Supplied data >>
####################

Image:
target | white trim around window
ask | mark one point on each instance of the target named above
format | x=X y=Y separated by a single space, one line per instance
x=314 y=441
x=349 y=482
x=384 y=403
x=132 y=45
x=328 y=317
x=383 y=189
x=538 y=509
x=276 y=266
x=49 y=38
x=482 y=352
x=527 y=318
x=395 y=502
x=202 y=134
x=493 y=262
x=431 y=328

####################

Using the listing above, please repeat every entry exactly.

Image:
target | white trim around window
ask | mark one point on each instance of the target named above
format | x=X y=Y separated by a single space, one line per instance
x=314 y=441
x=349 y=482
x=384 y=403
x=132 y=45
x=328 y=317
x=383 y=189
x=538 y=509
x=276 y=266
x=49 y=38
x=482 y=352
x=527 y=318
x=395 y=502
x=202 y=134
x=493 y=262
x=431 y=328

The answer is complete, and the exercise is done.